Okay, we know what it is, but why, why do you want this? And really, you know, we talked about driving tech debt down, increasing productivity, we’re increasing security with those automatic updates. You’re going to be in compliance with the regulations that are needed, those continuous pull requests that upgrade your Spring dependencies and fix Spring API breaking changes. We also have regular small updates. And that’s where you remain current without disruption. Right? Because we know sometimes if you have those major releases once a year, then you have to spend a lot of time to upgrade. We also see that visibility. You want to see what is your full stack and where am I in jeopardy? Where’s my vulnerabilities? What we do is we minimize the CVE investigation. You have faster time to resolution, which means you always have an updated build ready to release, which reduces time spent on CVE investigations and you enhance your operational efficiency. So keeping your operation team focused on the innovation rather than the fire drills, and you know how that goes.Once we do something as a developer, we just wait to see is it going to work, is it okay? Do we need any fixes? This is going to give us more time to focus on that innovation.

Now, Spring Application Advisor empowers your team to not only stay ahead of the security vulnerabilities and enhance productivity, but it should become seamless and it’s a proactive, and it really reinforces that modernization and that continuous upgrade. With Spring Application Advisor, that is part of our Tanzu Spring. And what that enhancement is, is that includes support as well as all the other things that were included recently. Name changed, it was Tanzu Spring Runtime. Now it’s Tanzu Spring. And that’s the commercialization of that. And that’s where you get your Spring Application Advisor. If we flip to the next slide, this just gives you a visual. I’m a very visual person here. How do you streamline it? How do you go from a pool to a portfolio analysis? It seems overwhelming. It’s not. We’re simplifying your path to innovation. We automate it. Cora’s going to show you how, and you can develop your innovative software solutions without spending a lot of time doing this. And Cora, you want to show them how?

◆ To be done ◆
In the excerpt about Spring Application Advisor, what was Tanzu Spring called before its name changed? Nothing in the listing is needed here.

(Point annotation dataset records)
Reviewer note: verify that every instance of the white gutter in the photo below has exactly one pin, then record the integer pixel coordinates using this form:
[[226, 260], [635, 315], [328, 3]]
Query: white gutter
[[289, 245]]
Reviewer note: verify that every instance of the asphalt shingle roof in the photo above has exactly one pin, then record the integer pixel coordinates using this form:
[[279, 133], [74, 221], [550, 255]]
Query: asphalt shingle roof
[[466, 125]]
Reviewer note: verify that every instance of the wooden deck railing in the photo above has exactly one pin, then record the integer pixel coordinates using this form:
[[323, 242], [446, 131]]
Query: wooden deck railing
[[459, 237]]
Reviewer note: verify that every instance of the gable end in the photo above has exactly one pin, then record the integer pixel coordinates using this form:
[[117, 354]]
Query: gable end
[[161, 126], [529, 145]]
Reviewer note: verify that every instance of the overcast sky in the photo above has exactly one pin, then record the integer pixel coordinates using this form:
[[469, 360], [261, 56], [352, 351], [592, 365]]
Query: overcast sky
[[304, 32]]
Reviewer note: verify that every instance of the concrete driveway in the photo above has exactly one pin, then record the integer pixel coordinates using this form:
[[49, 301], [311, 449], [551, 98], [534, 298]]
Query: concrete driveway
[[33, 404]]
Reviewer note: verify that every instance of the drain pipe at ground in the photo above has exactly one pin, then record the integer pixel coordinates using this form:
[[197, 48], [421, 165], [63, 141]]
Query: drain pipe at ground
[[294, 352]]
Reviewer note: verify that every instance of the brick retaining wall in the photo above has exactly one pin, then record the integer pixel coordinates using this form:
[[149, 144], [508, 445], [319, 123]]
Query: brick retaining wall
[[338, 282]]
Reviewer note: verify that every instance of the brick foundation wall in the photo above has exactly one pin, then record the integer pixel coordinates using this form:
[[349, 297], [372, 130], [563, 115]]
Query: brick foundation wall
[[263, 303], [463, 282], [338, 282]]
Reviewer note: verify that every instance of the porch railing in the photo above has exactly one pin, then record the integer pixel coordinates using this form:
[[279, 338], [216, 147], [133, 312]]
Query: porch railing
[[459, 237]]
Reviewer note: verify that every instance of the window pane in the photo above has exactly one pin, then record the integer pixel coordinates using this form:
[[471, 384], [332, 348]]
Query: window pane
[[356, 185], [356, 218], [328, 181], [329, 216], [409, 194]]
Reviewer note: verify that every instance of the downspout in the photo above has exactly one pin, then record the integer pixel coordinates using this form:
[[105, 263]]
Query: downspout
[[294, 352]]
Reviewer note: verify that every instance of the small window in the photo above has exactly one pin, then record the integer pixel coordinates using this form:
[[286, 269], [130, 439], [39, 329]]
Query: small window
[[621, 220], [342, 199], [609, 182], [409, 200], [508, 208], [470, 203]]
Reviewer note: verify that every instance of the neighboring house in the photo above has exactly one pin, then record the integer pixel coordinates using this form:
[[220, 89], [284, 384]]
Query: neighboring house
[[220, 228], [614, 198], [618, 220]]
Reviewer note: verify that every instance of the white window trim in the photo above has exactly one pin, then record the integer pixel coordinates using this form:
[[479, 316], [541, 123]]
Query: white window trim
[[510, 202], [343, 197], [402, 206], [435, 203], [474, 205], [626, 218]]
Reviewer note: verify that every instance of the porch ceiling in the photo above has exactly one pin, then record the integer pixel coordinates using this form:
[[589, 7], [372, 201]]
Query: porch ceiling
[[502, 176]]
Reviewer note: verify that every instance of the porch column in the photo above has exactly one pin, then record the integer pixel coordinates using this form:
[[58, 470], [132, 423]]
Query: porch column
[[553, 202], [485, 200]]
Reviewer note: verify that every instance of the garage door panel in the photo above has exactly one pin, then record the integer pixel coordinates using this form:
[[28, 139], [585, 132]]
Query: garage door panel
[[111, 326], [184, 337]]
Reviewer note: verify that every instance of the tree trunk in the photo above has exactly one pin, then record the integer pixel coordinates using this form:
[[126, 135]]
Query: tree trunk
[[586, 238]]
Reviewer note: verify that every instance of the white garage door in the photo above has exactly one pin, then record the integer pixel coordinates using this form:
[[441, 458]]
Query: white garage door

◆ Expected answer ◆
Tanzu Spring Runtime.